Job 1
In the home-renovation text, reproduce everything from "They also decided" down to "of those anymore.", switching "gas fireplace" to "wood-burning fireplace".
Job 2
Answer from the home-renovation text:
(a) What are the kitchen counters made of?
(b) What is the enlarged bathroom finished in?
(c) What colors are the two original period bathrooms?
Job 3
List the kitchen materials named in the home-renovation text.
— Start of Text block —
Materials in the kitchen include cerused-oak cabinetry, granite counters, stainless-steel appliances and a backsplash with a special glass applied over the paint.

“We do a lot of cooking, and this is a serious kitchen,” Barrett explains.

In the main bedroom suite, the bathroom was renovated, Barrett says, but not the dressing room.

“My mother’s bathroom was quite small. We doubled (the size of) it — it’s all finished in Jerusalem stone — and we put in a (whirlpool) spa on the adjoining terrace.”

About the dressing room, she adds: “I remember my mother sitting there. That room has intricately built drawers.”

They also decided to preserve the vintage-era awning-style windows. But they replaced all the glass in the sliding doors and picture windows with UV-protective, impact-resistant glass.

The formal living room has a gas fireplace with a built-in bookshelf on each side.
The formal living room has a gas fireplace with a built-in bookshelf on each side.

They also kept in place original materials in two bathrooms. “They are original period bathrooms with extraordinarily interesting colors — one green and the other blue — and we decided to leave them,” Barrett says. “This is an Old Florida house, and you don’t see a lot of those anymore.

Vila says he will miss the property’s birdlife, while Barrett says she will miss the mature plants. Pointing out the bearded palm, she says her yard is “almost like being in a botanical garden.”
— End of Text block —
— Start of Information shown —
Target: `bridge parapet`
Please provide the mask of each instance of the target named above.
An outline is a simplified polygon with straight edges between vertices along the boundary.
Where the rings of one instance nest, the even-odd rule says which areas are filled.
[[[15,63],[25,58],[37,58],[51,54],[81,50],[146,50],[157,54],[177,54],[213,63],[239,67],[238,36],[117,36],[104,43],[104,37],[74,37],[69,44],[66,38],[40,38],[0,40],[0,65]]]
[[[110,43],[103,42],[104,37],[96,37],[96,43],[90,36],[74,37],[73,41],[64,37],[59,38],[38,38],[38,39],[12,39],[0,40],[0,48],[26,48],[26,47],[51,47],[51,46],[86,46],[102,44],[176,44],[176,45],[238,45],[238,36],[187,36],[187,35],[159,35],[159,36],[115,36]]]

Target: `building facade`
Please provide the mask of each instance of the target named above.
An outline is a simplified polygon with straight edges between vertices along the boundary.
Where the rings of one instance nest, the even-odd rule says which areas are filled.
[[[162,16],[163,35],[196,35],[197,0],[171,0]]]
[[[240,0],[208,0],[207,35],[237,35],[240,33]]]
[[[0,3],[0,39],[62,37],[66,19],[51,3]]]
— End of Information shown —
Exercise answer 1
They also decided to preserve the vintage-era awning-style windows. But they replaced all the glass in the sliding doors and picture windows with UV-protective, impact-resistant glass.

The formal living room has a wood-burning fireplace with a built-in bookshelf on each side.
The formal living room has a wood-burning fireplace with a built-in bookshelf on each side.

They also kept in place original materials in two bathrooms. “They are original period bathrooms with extraordinarily interesting colors — one green and the other blue — and we decided to leave them,” Barrett says. “This is an Old Florida house, and you don’t see a lot of those anymore.

Exercise answer 2
(a) Granite.
(b) Jerusalem stone.
(c) One is green and the other is blue.

Exercise answer 3
- Cerused-oak cabinetry
- Granite counters
- Stainless-steel appliances
- A backsplash with a special glass applied over the paint